### 原文抜粋
----------------
そのバッケに続いていま顔を見せているのがアザミやヒロッコ。アザミは、新芽ならほとんどの種類が手軽に利用でき、味噌汁の具にもあつらえむき。なので、村では昔から多くの人々に愛されている山菜です。ヒロッコも同じように人気の高い野の菜(これも山菜と呼ぶより、どちらかというと耕作されない畑や原野の菜)です。

きのうは、春休みの童とともに生きもの探し(サンショウウオ、カエル、サワガニ)に1時間ほど出かけ、清水の流れる岸辺でそのアザミを摘み取りました。ワサビも蕾をだいぶふくらませていますから、まもなく花が咲くでしょう。ハナウドもだいぶ草丈が伸びてきました。

もう少し経てば、やはりいろんな料理につかわれるコゴミも、今年はいつもの年よりはるかに早く顔を見せるはずです。摘んだアザミは、細かく切って味噌汁にパッと入れました。新芽のやわらかな緑がお椀に浮かび、ほのかな春の香りが楽しめました。今朝は、父の月命日。お膳に供える味噌汁にも、妻はアザミの新芽を少し浮かばせました。
----------------
保存済みエントリー:
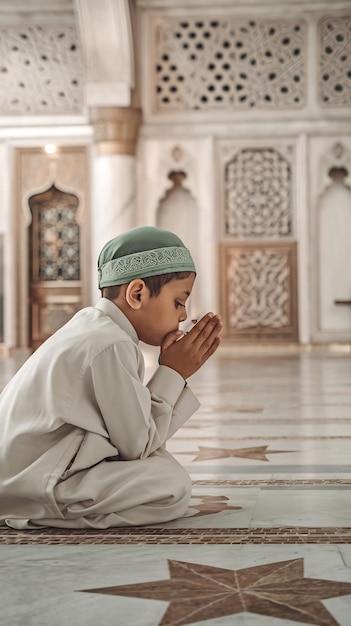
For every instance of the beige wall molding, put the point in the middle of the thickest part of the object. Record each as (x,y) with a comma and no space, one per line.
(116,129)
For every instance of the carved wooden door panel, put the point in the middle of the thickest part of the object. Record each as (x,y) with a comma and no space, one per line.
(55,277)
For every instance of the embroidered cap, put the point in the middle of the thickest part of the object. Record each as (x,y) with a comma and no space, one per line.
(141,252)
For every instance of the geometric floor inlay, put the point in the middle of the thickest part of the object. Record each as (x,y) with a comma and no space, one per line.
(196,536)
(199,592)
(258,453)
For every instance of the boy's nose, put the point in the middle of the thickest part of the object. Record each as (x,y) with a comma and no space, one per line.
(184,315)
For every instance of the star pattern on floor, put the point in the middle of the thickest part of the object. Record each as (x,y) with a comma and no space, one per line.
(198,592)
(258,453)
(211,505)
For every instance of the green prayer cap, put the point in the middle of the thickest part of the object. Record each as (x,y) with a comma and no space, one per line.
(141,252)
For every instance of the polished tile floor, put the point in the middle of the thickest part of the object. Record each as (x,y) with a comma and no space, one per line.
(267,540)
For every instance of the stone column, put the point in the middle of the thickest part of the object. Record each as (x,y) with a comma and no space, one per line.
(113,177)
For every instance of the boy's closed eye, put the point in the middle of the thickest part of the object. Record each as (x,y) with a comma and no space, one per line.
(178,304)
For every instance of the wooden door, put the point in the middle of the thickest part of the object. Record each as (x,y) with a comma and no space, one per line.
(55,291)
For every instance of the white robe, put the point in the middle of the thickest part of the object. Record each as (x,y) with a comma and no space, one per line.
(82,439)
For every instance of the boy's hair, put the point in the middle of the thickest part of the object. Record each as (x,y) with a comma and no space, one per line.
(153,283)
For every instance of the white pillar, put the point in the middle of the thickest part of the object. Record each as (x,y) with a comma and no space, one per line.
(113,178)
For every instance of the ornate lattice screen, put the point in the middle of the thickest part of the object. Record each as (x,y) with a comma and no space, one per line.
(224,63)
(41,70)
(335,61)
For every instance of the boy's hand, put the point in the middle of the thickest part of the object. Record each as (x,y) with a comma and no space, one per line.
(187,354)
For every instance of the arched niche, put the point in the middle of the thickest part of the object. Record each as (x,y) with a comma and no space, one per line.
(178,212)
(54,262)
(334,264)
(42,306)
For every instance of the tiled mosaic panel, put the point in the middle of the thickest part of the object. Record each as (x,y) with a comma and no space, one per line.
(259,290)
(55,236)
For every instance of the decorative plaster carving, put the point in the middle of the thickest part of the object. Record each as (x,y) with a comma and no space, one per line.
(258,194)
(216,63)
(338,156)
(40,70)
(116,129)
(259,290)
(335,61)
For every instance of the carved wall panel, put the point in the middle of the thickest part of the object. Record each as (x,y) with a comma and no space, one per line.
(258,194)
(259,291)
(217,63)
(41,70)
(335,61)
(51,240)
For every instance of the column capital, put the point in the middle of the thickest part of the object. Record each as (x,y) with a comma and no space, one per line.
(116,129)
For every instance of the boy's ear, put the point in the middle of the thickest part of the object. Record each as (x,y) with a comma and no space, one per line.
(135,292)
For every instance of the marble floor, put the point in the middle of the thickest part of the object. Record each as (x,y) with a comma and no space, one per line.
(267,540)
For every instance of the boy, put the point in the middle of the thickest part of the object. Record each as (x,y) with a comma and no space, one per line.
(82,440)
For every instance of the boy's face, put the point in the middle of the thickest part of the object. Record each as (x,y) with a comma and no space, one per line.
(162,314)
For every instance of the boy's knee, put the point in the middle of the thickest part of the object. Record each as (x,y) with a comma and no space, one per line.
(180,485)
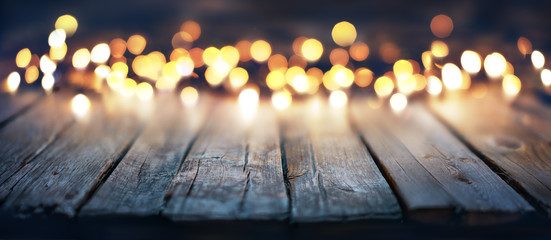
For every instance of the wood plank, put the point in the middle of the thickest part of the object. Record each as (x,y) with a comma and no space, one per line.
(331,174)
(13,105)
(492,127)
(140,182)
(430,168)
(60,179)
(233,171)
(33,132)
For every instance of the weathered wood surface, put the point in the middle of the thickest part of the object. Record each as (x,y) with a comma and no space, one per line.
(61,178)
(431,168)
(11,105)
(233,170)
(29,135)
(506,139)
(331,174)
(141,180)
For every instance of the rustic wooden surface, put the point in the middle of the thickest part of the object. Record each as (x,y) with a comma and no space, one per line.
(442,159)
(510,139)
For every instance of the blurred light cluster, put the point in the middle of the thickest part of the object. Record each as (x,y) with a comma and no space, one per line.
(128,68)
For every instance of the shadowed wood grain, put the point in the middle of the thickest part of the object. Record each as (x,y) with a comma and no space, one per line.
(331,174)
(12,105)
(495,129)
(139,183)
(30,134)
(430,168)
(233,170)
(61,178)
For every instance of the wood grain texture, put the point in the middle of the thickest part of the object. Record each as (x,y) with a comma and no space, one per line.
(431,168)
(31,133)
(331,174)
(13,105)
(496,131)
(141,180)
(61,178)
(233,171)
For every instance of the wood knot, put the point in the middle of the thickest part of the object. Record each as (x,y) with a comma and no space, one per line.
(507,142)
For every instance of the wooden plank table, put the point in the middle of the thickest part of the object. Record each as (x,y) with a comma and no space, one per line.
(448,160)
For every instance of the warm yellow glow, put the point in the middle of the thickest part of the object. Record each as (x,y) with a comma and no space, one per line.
----------------
### 課題一覧
1 - 山菜についての文章をもとに、次の問いに答えよ。
(a) アザミの新芽は、どの料理の具にあつらえむきだとされているか。
(b) 春休みの童との生きもの探しには、どれくらいの時間出かけたか。
(c) 今朝は何の日だとされているか。
2 - 山菜についての文章から、「そのバッケに続いていま顔を見」という語を含むところで始め、「だいぶ草丈が伸びてきました。」という語の後で終わる部分を、一字も変えずに書き写して返すこと。
エントリーは、山菜についての文章とは別の資料である。

### 各課題の解答
1 -
(a) 味噌汁
(b) 1時間ほど
(c) 父の月命日

2 -
そのバッケに続いていま顔を見せているのがアザミやヒロッコ。アザミは、新芽ならほとんどの種類が手軽に利用でき、味噌汁の具にもあつらえむき。なので、村では昔から多くの人々に愛されている山菜です。ヒロッコも同じように人気の高い野の菜(これも山菜と呼ぶより、どちらかというと耕作されない畑や原野の菜)です。

きのうは、春休みの童とともに生きもの探し(サンショウウオ、カエル、サワガニ)に1時間ほど出かけ、清水の流れる岸辺でそのアザミを摘み取りました。ワサビも蕾をだいぶふくらませていますから、まもなく花が咲くでしょう。ハナウドもだいぶ草丈が伸びてきました。